PROBLEM DETAILS: In the codon usage text, which host tissue's codon usage were the IBV strains closest to on the codon usage tree?

SOURCE EXTRACT:
CAI is an estimative of the adaptation of synonymous codons to a given expression system with a set of highly expressed genes (Comeron and Aguadé 1998) and might be used to estimate the adaptation of virus to host codons. A CAI < 1 means low fit and use of codons which are non-preferred by the host while CAI = 1 means high virus × host codon fit. CAI was calculated with ACUA (Vetrivel et al. 2007) with a default set of highly expressed G. gallus genes.

Results

RSCU

IBV S1 codons that differed from all host genes studied in non-variable amino acids positions were UUA (L169), GUA (V49), UCA (S93), and GGU/GGG (G39, 44, 45, and 89) for strains analyzed herein. AUA (I) was also exclusive to the IBV strains and not used by the host, but no 100 % conserved site for this amino acid was found amongst the sequences studied. The codon usage tree (Fig. 1) showed that all IBV strains segregated in a same cluster and close to lung codon usage, in an increasing distance from oviduct to kidney, duodenum, and the β-actin gene. Regarding specifically the IBV strains, the tree topology was similar to that expected for a S1 nucleotide tree, with strains segregating according to established genotypes.

EXERCISE DATA:
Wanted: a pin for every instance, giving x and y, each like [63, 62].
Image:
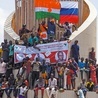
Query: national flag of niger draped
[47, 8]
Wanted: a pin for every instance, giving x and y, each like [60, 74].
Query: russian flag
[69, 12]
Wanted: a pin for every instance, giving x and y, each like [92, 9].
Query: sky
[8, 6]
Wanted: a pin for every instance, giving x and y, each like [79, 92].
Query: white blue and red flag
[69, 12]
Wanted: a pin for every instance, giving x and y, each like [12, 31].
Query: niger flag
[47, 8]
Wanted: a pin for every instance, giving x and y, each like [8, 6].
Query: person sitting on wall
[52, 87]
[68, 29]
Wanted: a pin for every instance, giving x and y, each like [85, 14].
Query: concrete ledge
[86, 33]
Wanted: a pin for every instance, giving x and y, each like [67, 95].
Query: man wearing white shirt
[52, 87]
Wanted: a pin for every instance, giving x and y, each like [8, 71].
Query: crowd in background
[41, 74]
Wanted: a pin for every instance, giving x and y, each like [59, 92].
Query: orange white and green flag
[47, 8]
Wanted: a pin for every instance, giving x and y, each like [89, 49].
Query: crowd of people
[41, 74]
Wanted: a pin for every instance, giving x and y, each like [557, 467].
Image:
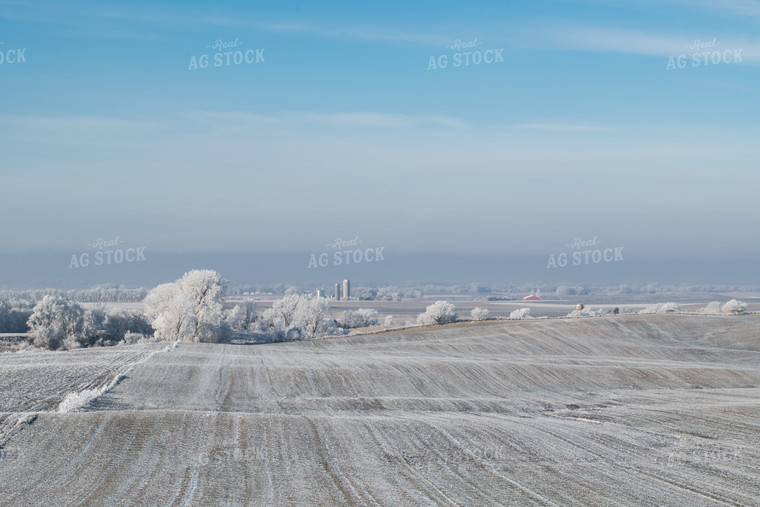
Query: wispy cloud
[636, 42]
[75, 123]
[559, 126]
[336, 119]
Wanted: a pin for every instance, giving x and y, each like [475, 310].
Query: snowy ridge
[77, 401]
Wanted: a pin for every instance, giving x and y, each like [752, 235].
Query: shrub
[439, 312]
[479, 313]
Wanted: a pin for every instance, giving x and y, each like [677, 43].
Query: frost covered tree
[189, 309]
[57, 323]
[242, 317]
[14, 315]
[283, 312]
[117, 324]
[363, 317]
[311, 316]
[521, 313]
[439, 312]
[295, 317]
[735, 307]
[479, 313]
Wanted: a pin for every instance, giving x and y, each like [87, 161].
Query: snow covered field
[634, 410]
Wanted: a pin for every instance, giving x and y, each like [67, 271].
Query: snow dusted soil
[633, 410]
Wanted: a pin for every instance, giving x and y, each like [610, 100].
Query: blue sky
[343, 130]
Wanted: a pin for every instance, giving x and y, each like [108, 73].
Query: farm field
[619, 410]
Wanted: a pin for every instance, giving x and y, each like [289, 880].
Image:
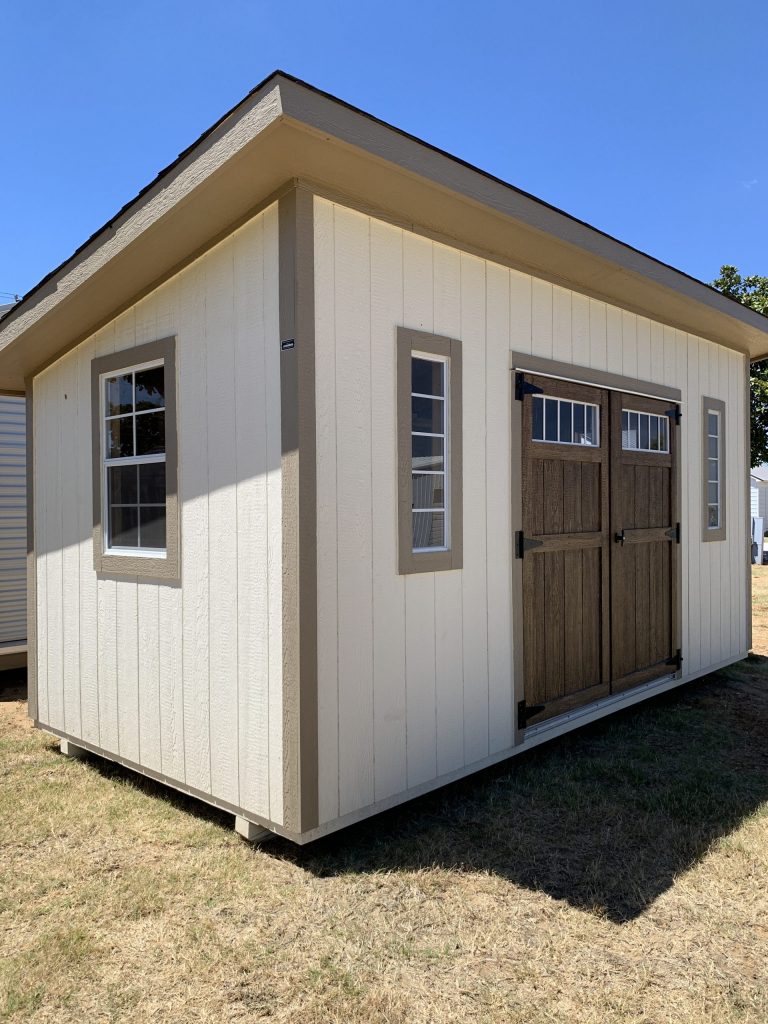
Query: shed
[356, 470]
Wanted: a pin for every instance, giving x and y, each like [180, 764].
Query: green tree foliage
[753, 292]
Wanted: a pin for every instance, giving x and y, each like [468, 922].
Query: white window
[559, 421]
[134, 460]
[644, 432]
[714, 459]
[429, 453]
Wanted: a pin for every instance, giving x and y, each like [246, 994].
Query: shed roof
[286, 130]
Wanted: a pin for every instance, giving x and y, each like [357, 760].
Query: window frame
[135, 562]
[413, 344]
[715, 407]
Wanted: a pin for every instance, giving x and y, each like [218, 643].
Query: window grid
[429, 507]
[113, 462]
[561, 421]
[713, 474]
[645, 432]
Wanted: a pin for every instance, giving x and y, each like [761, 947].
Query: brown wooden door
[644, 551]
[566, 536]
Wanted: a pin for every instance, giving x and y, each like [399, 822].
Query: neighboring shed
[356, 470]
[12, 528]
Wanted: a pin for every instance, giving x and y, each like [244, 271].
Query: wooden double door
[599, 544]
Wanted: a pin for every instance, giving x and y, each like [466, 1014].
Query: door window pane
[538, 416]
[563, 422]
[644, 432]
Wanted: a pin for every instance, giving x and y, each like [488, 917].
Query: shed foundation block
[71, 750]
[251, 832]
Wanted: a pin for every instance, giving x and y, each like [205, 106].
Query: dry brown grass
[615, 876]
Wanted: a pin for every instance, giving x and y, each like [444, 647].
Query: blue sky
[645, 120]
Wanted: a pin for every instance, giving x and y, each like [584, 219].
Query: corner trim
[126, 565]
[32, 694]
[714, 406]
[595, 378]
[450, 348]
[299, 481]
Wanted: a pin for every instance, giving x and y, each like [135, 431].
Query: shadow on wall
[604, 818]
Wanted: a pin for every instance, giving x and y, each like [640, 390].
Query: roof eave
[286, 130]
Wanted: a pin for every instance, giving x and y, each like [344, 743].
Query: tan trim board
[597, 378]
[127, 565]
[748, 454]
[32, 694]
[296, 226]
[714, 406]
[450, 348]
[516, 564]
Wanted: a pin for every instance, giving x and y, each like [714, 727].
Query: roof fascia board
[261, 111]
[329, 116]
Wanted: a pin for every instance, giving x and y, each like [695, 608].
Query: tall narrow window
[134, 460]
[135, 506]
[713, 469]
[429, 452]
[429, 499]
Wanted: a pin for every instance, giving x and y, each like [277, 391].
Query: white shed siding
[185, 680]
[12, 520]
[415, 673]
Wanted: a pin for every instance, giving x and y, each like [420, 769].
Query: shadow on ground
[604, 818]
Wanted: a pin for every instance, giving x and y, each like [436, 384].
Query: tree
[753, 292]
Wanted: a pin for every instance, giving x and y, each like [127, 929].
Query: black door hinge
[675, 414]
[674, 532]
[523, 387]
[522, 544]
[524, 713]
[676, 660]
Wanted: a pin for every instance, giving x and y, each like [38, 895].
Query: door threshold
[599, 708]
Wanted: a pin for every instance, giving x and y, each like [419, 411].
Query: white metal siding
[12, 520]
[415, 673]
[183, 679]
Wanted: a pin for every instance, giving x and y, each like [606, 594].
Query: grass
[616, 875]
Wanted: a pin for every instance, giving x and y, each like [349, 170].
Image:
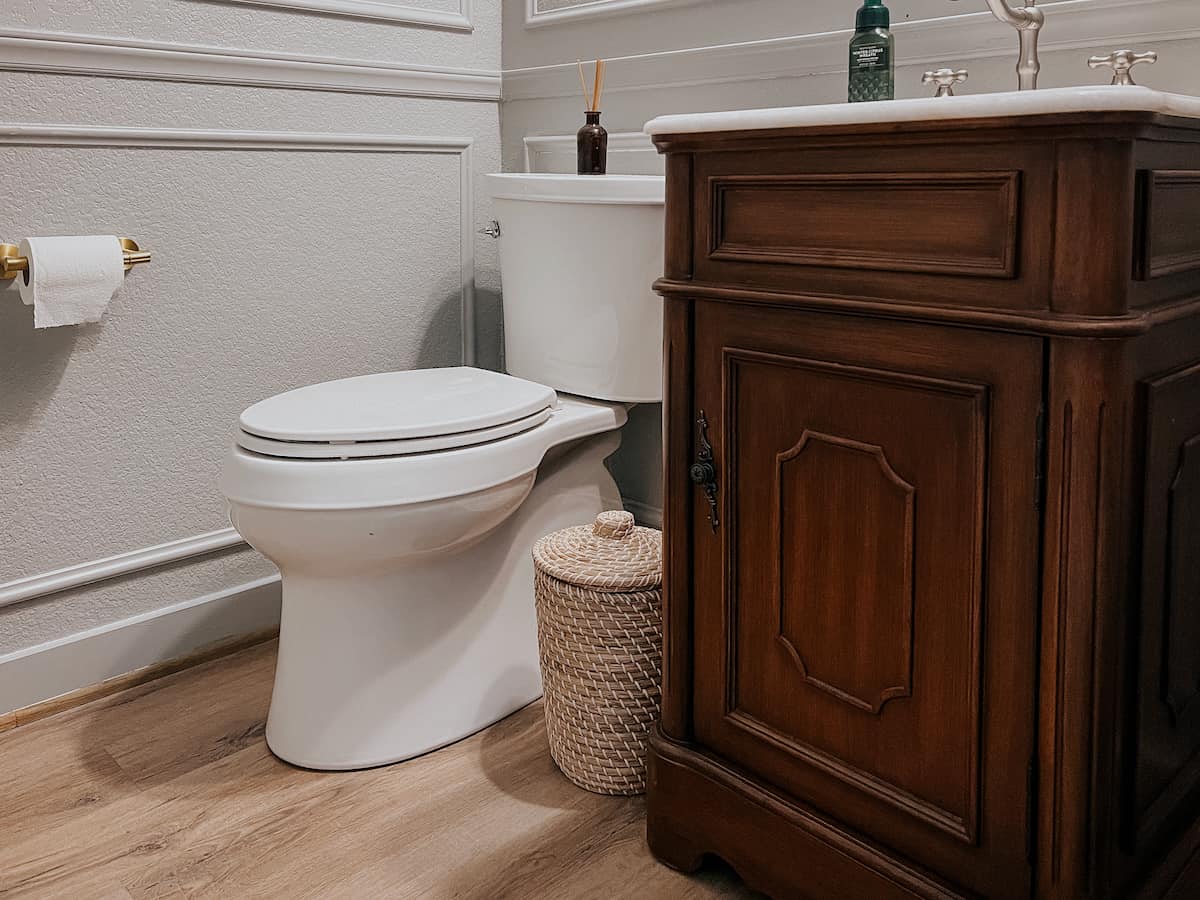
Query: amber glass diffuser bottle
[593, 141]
---
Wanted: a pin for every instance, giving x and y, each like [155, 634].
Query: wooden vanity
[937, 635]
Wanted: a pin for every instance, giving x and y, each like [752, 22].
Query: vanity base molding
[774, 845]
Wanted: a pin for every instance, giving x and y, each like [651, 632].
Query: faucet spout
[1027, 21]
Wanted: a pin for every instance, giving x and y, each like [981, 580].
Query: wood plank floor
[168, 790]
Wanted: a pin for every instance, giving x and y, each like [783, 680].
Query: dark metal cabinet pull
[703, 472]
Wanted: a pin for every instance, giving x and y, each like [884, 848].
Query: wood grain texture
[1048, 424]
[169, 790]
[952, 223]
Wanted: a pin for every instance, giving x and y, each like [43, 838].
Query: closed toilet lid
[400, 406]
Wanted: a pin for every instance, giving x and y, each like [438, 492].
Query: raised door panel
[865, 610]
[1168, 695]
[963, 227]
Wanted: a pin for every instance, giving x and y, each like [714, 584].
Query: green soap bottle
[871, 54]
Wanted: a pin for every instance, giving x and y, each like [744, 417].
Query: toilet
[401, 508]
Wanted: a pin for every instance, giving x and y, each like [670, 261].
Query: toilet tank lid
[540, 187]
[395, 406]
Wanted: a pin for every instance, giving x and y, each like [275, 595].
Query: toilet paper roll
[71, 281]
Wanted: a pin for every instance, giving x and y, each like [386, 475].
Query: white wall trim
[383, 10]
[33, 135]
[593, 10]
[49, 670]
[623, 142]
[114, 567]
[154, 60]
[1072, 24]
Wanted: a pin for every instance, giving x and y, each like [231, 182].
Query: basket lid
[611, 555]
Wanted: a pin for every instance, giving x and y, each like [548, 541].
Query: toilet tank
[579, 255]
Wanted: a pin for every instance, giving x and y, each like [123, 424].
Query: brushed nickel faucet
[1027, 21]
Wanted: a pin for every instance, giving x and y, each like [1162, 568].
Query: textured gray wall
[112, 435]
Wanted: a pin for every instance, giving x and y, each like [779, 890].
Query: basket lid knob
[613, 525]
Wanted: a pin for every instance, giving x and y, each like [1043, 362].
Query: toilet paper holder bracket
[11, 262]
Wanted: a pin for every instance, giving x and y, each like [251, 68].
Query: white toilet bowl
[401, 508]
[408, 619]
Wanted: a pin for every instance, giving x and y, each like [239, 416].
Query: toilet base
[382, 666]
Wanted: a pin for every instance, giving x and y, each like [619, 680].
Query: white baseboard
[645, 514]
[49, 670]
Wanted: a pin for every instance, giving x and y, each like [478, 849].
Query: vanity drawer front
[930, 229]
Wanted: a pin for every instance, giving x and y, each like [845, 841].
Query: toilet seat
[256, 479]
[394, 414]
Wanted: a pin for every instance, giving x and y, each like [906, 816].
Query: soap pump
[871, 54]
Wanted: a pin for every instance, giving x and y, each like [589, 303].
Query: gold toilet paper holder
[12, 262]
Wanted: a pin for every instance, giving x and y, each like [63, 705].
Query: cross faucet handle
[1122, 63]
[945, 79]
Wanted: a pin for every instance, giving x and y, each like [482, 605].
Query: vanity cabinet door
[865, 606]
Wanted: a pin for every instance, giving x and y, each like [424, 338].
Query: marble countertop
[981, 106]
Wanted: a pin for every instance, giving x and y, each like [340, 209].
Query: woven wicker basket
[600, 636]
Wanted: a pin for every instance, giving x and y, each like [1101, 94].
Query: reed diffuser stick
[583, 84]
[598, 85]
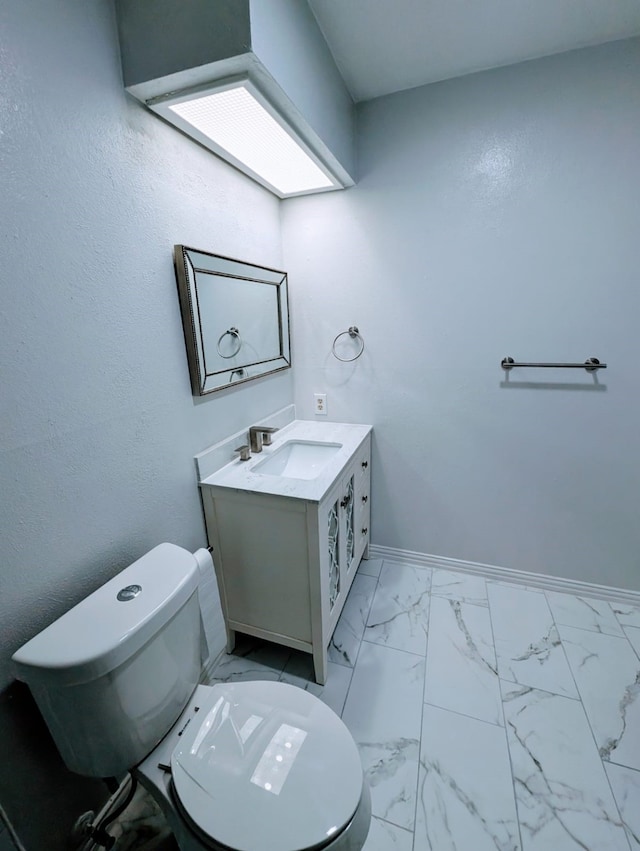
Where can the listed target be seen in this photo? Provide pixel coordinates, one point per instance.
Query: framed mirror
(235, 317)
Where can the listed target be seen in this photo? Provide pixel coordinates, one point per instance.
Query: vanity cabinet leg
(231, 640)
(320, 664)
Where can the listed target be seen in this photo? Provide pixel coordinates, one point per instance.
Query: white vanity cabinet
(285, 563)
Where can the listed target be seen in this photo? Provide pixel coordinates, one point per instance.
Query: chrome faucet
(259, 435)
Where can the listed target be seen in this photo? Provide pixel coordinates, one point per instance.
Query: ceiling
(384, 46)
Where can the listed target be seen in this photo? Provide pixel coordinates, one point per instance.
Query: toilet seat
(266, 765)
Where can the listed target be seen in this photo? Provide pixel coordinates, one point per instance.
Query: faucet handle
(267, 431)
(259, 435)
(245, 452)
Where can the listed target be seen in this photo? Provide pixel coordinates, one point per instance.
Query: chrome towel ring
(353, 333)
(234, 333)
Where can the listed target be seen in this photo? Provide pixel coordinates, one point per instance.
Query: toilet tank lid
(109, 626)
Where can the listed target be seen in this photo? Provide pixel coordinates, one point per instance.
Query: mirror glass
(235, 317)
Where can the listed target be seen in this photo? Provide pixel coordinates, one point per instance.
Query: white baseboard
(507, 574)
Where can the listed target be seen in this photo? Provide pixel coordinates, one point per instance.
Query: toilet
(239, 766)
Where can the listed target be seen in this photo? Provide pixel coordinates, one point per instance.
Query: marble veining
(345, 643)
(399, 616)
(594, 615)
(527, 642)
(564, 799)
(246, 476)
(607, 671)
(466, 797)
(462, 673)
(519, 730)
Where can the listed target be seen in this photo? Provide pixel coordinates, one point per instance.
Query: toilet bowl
---
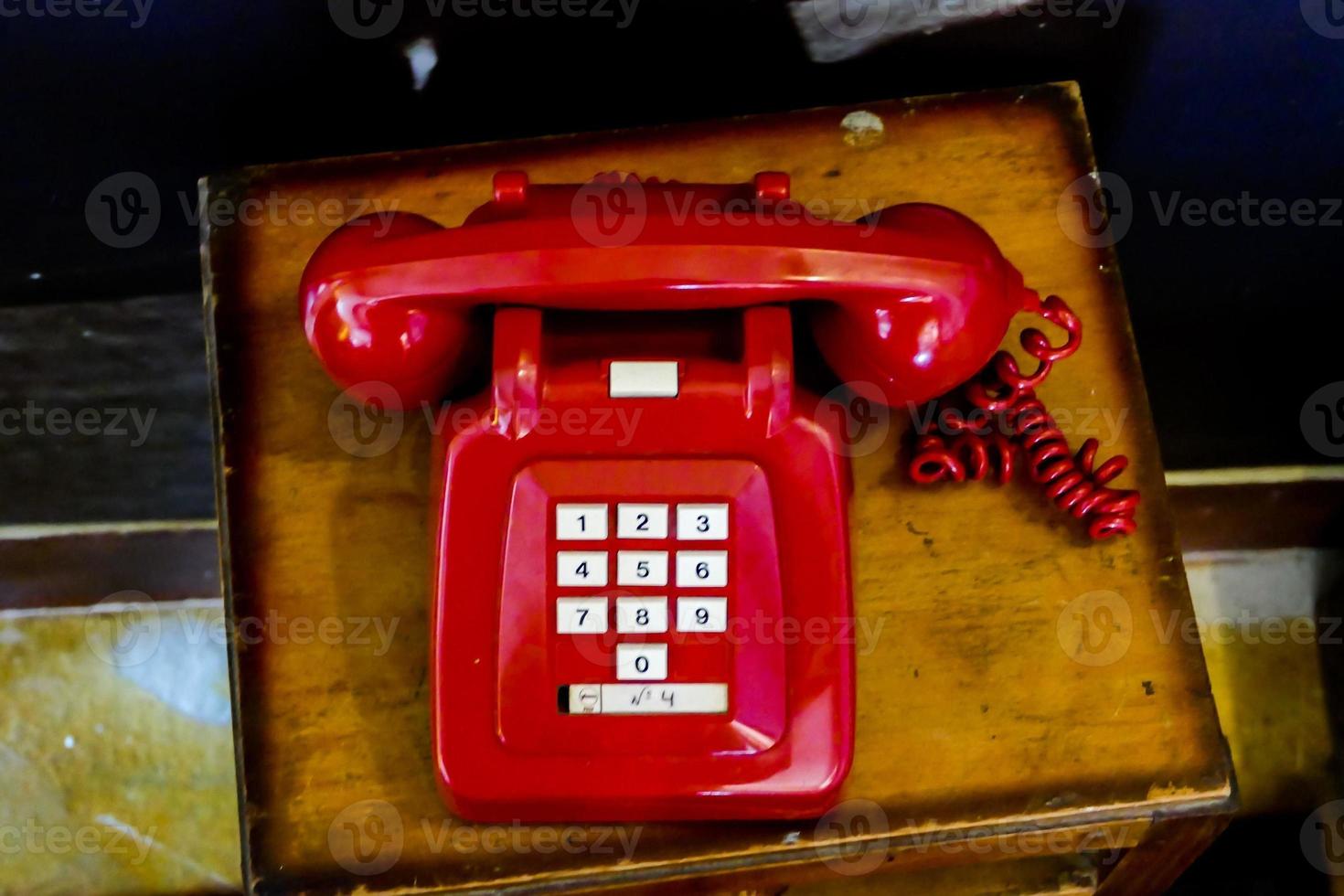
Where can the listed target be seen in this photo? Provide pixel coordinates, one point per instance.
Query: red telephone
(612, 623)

EXERCISE OUTPUT: Lung